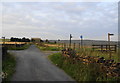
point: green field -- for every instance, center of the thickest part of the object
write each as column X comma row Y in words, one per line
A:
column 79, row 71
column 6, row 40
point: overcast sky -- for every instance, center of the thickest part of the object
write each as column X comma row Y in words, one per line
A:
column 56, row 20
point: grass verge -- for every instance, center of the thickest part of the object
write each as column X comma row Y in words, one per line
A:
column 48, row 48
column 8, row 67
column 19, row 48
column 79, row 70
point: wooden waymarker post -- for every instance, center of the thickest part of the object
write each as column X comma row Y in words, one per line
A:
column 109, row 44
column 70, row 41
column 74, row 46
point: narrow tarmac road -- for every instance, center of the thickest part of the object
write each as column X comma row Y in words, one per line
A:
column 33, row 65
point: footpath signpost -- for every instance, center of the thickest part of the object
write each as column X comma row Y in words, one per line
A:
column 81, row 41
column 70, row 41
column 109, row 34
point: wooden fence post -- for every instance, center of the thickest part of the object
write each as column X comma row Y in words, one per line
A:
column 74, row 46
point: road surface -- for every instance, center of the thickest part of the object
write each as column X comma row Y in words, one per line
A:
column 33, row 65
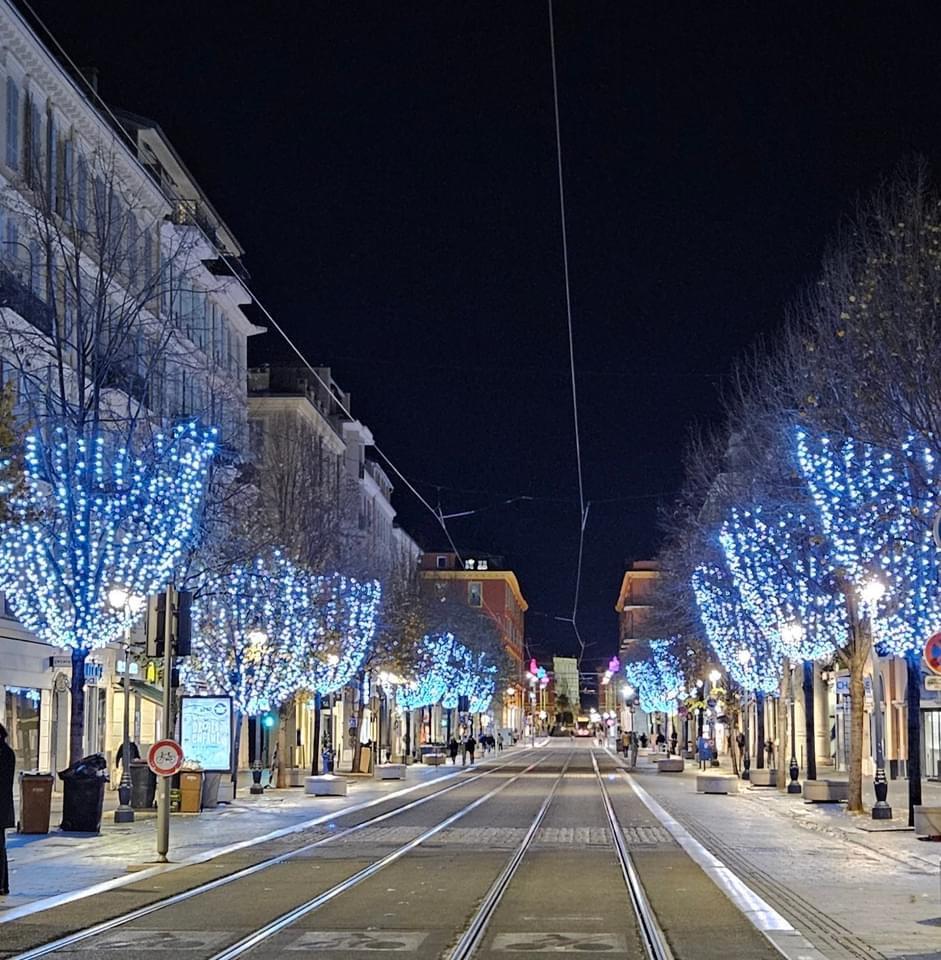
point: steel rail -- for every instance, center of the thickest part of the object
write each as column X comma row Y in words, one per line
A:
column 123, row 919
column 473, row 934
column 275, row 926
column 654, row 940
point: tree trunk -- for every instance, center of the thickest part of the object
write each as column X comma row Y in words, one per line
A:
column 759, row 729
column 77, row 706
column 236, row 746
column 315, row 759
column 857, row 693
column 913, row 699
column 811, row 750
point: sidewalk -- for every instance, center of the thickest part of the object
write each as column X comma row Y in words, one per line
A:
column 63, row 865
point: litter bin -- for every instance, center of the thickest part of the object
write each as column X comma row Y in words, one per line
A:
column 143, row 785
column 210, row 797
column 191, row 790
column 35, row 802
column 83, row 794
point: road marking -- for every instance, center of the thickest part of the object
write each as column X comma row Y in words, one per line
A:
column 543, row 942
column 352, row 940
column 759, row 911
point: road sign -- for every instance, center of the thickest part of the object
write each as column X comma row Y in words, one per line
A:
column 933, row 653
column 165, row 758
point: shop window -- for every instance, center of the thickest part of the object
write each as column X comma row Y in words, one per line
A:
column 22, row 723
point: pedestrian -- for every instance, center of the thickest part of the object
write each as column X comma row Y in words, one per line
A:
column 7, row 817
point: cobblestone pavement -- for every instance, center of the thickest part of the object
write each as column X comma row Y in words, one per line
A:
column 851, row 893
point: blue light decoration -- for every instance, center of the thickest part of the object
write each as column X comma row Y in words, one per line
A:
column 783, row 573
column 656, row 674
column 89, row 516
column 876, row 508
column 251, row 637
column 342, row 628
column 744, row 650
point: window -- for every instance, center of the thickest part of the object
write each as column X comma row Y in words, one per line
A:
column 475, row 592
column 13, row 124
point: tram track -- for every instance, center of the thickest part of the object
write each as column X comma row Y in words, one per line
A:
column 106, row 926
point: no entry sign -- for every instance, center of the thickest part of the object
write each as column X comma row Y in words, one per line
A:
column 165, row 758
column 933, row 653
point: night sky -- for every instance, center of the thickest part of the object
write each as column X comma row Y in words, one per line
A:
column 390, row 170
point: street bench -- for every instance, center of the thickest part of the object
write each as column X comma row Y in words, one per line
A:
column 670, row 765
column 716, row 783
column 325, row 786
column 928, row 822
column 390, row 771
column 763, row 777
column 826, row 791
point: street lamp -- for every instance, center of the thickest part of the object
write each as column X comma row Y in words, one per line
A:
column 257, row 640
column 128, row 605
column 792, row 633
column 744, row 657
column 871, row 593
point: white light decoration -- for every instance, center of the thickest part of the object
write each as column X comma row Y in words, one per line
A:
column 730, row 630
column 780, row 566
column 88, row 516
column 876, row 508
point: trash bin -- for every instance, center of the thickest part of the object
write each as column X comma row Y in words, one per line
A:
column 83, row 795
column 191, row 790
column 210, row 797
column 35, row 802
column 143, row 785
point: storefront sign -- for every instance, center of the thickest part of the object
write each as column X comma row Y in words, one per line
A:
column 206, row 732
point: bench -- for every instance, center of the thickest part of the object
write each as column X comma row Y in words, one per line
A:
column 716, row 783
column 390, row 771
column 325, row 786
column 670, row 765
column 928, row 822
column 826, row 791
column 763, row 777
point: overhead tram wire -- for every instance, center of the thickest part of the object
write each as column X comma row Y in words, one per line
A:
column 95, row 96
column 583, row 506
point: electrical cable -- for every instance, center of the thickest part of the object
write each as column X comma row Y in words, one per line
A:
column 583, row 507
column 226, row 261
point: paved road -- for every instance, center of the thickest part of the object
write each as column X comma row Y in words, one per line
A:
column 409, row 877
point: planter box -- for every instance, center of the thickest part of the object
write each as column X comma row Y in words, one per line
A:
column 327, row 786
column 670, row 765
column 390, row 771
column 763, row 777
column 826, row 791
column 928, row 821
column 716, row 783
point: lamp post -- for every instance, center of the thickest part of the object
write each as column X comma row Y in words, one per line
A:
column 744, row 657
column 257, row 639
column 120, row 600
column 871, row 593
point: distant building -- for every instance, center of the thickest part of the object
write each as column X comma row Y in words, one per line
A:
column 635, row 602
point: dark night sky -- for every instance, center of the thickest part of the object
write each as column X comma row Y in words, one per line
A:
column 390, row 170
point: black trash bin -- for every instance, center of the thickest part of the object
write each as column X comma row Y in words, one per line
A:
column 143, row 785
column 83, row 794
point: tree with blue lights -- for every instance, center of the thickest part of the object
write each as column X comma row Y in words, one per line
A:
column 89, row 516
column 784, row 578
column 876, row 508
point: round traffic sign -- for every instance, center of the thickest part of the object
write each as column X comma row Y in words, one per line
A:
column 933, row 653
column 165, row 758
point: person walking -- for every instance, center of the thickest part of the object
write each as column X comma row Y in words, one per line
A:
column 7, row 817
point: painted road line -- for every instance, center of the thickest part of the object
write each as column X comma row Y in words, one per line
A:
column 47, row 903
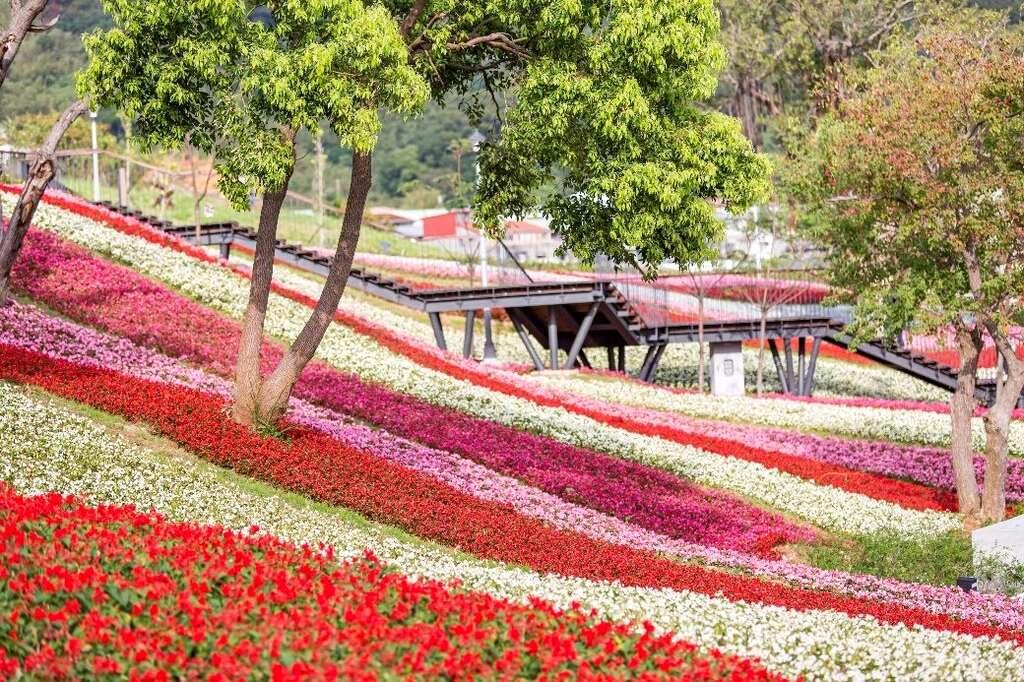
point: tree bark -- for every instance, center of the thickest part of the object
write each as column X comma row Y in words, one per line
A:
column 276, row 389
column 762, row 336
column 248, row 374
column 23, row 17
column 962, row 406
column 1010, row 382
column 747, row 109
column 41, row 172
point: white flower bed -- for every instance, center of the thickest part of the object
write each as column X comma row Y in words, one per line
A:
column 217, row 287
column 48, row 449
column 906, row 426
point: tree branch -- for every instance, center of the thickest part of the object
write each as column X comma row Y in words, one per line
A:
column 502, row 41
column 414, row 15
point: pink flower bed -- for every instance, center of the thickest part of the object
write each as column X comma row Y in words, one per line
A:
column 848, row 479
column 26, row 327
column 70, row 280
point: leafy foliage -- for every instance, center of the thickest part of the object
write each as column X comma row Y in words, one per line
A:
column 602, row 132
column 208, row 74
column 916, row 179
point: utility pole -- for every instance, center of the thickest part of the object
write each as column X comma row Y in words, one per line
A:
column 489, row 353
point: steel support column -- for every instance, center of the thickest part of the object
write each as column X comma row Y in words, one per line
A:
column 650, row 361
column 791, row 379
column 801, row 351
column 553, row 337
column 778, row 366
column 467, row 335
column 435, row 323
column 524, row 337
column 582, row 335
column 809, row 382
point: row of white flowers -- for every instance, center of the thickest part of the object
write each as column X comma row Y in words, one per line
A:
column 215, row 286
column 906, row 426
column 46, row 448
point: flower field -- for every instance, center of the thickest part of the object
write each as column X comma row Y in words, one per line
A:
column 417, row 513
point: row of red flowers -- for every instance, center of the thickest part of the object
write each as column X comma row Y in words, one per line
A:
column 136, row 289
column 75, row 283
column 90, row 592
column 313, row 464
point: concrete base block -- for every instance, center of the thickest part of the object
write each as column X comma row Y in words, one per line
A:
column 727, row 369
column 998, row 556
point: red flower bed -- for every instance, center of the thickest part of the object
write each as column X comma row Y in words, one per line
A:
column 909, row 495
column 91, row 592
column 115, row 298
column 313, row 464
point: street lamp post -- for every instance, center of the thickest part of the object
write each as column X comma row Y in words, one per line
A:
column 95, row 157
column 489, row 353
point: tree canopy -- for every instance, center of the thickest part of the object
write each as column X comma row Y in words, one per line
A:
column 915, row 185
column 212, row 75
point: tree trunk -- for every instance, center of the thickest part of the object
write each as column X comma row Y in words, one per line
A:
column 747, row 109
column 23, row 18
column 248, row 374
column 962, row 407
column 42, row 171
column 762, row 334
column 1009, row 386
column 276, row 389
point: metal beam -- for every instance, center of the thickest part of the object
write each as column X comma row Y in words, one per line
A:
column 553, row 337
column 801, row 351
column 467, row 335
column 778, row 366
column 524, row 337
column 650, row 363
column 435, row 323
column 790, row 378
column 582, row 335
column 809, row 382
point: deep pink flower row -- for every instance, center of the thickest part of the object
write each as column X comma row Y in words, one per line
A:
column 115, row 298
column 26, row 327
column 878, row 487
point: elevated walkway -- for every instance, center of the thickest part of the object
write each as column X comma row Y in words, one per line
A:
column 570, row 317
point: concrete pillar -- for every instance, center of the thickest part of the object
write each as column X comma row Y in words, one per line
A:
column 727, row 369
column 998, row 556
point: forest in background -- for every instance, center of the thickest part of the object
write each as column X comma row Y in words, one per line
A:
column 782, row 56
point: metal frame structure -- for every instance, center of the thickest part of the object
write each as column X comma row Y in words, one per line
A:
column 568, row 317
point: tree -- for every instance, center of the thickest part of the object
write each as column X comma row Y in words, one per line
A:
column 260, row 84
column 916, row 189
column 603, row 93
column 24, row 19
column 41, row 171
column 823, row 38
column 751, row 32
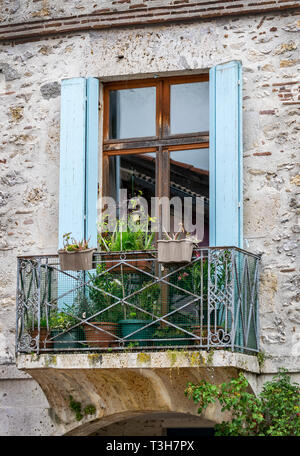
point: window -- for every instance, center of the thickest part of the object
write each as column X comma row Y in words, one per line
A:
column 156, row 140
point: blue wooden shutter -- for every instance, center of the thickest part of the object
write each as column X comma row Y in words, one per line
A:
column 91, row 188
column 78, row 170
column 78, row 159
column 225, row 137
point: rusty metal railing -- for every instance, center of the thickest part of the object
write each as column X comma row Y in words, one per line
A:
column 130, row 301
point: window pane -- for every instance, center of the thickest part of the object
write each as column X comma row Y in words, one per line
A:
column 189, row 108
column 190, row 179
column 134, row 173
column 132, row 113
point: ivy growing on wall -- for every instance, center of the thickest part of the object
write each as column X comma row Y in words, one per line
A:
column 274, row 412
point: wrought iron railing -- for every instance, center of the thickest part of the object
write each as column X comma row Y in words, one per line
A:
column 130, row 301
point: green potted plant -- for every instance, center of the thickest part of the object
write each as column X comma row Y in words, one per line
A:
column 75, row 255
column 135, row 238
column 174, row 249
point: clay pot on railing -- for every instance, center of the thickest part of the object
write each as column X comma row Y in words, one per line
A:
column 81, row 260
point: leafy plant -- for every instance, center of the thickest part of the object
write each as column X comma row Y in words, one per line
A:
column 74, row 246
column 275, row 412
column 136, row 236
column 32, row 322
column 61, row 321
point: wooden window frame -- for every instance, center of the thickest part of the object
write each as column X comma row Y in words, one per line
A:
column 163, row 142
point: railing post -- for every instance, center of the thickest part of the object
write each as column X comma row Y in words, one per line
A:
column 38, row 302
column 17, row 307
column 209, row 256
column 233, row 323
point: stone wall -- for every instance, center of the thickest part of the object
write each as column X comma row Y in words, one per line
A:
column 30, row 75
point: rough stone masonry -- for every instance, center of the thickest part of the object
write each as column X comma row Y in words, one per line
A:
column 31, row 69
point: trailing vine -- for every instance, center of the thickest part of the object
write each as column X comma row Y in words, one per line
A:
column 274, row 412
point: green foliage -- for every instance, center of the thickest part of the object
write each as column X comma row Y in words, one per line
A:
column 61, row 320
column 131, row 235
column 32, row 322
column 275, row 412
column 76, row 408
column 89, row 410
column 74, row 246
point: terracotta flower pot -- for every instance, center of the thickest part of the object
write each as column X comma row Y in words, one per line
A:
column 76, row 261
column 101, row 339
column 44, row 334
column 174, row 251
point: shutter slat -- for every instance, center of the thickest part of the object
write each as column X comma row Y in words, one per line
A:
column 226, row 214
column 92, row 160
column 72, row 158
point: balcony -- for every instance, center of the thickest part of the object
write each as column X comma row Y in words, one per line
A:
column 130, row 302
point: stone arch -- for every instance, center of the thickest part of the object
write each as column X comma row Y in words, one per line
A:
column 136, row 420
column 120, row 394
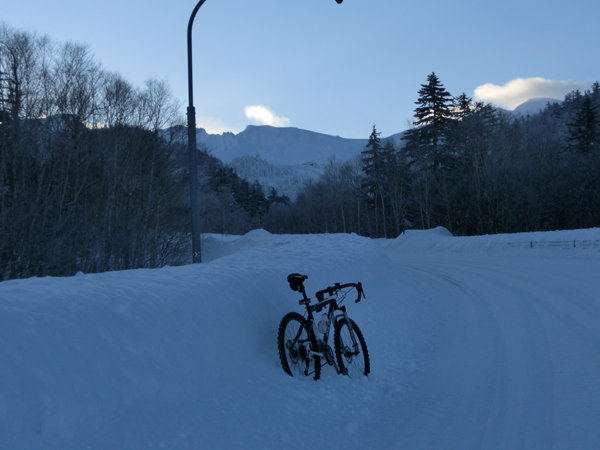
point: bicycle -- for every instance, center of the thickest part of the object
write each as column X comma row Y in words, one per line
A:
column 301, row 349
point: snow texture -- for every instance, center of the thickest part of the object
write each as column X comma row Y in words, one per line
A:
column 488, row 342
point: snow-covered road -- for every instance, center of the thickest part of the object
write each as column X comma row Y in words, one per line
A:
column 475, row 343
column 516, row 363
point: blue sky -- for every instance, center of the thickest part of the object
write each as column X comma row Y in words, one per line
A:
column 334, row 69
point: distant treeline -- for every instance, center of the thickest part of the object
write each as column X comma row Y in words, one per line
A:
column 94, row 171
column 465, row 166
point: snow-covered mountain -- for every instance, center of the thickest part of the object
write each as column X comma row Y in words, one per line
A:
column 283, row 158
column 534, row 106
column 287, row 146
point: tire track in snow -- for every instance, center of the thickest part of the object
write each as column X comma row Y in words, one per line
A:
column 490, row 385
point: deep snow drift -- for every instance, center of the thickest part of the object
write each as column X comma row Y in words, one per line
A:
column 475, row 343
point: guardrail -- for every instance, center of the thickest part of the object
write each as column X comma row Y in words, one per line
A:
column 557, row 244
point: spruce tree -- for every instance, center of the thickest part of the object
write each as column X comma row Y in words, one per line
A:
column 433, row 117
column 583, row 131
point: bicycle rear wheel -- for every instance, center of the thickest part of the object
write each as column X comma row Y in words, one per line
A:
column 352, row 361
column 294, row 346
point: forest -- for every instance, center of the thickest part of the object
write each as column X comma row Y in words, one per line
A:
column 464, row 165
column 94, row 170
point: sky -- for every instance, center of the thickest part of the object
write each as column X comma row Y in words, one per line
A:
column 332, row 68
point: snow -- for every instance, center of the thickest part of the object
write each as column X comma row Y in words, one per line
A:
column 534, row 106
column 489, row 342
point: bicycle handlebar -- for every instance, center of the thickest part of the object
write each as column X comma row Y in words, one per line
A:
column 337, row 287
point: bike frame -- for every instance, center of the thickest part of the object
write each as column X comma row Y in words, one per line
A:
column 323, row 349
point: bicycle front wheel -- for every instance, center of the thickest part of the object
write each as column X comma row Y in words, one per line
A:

------------

• What is asked:
Reproduce the items word for word from the line with "point: round traffic" up to and including the line with "column 414, row 15", leaving any pictures out of your answer.

• The solution:
point: round traffic sign -- for every instance, center of the thickest part of the object
write each as column X comma row Y in words, one per line
A:
column 933, row 653
column 165, row 758
point: person walking -- for every instance, center of the thickest part of the object
write each as column X comma row Y in words, one per line
A:
column 7, row 817
point: painted road line -- for every instance, center of the thickest part of the object
write each as column X comma row Y in words, one per line
A:
column 47, row 903
point: tree bark -- for every instance, center of the thickest part of the object
write each as column X comma row Y in words, one per line
A:
column 276, row 389
column 762, row 336
column 248, row 374
column 23, row 17
column 962, row 406
column 1010, row 382
column 747, row 109
column 41, row 172
point: white flower bed -- for every instance, center of the thickest part of the object
write each as column X comma row Y in words, one per line
A:
column 217, row 287
column 48, row 449
column 906, row 426
point: tree branch -- for every instance, center of the thickest part of the object
write each as column X comma row Y in words, one per line
A:
column 502, row 41
column 414, row 15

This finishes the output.